Go through the following data and transcribe exactly the stretch of lines from the one holding "Target: paved road" to the one holding "Spot the fluted", both included.

***** Material shown *****

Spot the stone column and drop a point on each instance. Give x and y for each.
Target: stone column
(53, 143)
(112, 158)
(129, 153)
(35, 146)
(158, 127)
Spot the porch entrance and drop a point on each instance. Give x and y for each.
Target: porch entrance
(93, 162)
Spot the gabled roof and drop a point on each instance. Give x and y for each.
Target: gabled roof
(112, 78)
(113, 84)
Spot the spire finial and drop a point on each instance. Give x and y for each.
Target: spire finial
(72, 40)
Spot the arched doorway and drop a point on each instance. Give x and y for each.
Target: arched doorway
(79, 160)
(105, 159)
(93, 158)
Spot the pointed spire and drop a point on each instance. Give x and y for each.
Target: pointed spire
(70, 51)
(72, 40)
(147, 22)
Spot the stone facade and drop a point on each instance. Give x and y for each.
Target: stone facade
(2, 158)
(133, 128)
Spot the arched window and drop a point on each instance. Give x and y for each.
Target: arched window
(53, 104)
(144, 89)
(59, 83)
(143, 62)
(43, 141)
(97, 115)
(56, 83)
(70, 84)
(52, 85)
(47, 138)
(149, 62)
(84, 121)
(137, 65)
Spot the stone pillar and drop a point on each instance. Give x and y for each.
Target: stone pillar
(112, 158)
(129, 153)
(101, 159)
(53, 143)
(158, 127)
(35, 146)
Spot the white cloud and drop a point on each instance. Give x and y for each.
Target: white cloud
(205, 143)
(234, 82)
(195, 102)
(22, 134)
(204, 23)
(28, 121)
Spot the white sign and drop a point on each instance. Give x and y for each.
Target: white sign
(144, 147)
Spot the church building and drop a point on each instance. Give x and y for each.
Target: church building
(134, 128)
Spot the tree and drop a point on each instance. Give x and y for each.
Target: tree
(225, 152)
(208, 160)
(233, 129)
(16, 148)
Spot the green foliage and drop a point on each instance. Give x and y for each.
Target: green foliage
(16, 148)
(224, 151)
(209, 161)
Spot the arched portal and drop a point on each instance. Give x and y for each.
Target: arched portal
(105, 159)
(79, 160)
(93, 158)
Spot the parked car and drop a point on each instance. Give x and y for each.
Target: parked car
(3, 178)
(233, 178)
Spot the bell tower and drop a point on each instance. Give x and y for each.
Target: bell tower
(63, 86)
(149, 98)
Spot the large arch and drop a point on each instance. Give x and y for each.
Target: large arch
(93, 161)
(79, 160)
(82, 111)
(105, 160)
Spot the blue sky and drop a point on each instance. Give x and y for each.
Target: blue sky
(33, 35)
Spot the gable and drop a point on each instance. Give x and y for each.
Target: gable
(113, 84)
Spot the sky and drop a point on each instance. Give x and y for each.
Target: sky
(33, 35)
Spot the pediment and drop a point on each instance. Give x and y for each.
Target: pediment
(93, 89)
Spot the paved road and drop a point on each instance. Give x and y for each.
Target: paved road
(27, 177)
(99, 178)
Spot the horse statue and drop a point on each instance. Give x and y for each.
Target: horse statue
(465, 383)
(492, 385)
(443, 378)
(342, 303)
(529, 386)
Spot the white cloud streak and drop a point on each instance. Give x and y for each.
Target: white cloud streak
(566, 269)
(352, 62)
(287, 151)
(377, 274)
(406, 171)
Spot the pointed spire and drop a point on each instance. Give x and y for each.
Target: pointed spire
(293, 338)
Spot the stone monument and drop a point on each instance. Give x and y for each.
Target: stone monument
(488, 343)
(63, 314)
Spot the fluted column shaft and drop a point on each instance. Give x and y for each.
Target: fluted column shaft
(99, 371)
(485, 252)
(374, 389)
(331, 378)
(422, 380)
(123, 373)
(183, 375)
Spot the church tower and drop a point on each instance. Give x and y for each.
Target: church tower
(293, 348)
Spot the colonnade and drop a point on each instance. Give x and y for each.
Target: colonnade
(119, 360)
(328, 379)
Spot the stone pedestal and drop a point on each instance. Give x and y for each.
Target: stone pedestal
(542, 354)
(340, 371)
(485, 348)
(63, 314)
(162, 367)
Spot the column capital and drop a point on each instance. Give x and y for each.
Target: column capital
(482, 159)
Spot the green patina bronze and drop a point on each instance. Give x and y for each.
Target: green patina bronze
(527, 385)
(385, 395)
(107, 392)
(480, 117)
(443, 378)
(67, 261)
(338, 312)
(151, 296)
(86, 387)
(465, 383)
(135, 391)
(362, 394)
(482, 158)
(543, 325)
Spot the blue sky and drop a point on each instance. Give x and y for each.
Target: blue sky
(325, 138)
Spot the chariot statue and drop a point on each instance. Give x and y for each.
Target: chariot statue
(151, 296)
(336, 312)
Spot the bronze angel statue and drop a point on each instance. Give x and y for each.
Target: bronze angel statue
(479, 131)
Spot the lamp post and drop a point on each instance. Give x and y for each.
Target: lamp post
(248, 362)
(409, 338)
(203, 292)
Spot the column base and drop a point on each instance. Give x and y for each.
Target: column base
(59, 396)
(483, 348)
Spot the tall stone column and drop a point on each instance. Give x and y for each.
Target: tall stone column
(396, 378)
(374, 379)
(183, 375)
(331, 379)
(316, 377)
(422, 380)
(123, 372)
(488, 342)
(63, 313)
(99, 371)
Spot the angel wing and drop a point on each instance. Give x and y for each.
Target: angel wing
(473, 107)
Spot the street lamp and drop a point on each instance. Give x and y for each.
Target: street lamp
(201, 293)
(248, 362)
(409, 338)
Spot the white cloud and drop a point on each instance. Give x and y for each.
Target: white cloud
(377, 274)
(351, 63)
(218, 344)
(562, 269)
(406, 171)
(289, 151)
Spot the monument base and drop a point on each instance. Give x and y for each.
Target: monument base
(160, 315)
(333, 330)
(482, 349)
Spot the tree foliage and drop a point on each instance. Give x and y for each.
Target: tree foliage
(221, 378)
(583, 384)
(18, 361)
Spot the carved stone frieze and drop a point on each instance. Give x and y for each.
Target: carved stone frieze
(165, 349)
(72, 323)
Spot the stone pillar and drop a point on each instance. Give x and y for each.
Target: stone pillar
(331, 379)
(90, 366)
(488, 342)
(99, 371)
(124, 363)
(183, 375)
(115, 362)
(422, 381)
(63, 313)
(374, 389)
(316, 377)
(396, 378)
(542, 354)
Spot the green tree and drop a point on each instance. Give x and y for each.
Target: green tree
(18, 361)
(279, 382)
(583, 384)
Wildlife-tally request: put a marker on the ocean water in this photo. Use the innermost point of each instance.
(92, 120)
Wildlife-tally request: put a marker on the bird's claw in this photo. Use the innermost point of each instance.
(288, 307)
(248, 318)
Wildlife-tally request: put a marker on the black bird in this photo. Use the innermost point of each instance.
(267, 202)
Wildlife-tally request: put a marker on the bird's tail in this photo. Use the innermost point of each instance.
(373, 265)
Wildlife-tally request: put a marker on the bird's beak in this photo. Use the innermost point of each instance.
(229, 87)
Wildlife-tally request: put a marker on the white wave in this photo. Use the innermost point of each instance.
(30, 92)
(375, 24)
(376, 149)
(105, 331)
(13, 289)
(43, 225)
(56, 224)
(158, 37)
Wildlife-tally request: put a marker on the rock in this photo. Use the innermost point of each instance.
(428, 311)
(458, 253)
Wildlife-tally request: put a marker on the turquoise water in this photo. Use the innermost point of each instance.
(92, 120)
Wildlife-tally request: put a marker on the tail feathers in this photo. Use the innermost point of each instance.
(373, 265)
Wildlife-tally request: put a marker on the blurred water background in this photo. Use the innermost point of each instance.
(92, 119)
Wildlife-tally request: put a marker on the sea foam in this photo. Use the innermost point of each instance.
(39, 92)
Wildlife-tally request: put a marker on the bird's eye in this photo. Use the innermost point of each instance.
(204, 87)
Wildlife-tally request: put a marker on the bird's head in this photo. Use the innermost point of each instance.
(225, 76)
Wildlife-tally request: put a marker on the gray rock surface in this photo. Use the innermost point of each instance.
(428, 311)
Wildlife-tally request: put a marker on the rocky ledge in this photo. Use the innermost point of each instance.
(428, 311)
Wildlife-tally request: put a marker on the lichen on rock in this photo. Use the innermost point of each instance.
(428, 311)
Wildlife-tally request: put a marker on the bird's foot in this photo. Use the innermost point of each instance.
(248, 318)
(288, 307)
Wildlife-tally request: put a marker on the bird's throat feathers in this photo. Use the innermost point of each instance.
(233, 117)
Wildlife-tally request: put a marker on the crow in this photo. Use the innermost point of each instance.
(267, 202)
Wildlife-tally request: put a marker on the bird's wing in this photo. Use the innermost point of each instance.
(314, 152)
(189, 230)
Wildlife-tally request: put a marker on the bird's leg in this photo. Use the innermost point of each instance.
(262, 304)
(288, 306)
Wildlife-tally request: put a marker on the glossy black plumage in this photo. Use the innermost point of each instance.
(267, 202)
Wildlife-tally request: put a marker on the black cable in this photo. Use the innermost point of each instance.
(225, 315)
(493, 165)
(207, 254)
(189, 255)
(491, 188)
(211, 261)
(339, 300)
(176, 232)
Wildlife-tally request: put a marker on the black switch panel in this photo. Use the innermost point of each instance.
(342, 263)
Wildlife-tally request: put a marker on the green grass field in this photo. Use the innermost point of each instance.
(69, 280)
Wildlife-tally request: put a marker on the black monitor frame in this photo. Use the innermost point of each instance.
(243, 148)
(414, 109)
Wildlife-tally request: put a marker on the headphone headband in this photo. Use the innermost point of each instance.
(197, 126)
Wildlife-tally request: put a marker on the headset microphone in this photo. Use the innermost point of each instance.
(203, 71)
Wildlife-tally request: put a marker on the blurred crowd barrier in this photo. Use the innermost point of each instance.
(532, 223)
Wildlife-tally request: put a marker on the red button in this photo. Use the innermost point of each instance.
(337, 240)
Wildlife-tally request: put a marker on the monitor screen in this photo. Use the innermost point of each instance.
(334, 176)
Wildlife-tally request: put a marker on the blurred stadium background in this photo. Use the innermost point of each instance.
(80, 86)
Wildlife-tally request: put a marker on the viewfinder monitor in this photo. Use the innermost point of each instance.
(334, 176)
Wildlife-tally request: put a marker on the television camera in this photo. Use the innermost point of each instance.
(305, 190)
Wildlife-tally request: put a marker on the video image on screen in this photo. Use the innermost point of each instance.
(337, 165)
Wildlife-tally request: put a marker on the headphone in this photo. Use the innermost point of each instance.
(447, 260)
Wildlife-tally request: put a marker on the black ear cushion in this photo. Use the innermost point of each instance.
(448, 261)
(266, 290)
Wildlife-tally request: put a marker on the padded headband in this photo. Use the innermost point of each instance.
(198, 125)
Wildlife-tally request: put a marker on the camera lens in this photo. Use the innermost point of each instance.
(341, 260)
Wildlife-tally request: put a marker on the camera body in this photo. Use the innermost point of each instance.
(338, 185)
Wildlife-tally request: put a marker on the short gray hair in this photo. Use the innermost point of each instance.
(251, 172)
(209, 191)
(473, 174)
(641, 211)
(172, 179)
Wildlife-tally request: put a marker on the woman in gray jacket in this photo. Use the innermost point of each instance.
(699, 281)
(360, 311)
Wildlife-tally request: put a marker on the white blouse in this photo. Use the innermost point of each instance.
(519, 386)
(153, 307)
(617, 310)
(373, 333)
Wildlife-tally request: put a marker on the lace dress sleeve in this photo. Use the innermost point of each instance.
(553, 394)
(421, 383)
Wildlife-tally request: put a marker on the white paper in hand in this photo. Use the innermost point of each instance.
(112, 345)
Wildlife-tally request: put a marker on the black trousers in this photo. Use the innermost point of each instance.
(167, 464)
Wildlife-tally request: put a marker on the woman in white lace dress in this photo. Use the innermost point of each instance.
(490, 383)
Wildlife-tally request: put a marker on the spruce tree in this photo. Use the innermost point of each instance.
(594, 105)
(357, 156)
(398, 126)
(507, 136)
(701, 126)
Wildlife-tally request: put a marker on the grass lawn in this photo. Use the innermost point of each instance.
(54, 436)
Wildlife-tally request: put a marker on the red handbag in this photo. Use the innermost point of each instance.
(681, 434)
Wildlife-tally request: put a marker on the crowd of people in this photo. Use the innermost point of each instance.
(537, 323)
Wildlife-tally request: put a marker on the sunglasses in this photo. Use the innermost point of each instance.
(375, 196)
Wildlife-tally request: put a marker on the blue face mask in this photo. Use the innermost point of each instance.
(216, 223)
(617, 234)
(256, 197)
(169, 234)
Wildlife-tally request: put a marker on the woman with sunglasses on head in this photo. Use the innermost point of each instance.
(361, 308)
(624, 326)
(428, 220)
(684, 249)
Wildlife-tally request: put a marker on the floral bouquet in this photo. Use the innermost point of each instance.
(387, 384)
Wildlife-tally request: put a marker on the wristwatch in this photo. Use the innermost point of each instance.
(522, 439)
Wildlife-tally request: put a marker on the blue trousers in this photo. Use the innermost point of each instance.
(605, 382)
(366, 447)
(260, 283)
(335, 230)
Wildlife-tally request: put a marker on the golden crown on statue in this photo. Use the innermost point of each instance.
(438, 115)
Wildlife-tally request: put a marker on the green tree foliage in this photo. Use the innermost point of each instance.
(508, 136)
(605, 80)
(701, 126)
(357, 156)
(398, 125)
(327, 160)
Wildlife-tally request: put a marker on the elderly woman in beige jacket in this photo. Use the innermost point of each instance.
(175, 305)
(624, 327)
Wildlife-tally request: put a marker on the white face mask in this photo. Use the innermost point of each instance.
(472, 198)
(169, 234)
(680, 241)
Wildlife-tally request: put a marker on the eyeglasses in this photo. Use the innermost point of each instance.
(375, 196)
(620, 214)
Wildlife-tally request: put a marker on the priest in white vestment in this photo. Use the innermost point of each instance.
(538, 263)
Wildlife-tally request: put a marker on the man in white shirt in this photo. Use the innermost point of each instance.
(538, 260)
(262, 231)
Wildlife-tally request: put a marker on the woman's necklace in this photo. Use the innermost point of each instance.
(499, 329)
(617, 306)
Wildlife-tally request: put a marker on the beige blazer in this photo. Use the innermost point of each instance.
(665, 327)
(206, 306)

*****

▸ Written response
Target: paved road
(27, 177)
(99, 178)
Spot the horse statue and drop a point on each instance. Give x and y for each.
Target: horse statue
(465, 383)
(492, 385)
(443, 378)
(342, 303)
(529, 386)
Spot the white cloud streak and drop a point on each instance. Give x and y for each.
Target: white cloud streak
(566, 269)
(352, 62)
(287, 151)
(377, 274)
(406, 171)
Spot the pointed spire and drop a point on each instance. Give x and y for each.
Target: pointed spire
(293, 338)
Spot the stone monument and drop a point on each instance. Give x and y for each.
Target: stone monument
(488, 343)
(63, 314)
Spot the fluted column shaft and drop a point on each instance. Give x and y for each.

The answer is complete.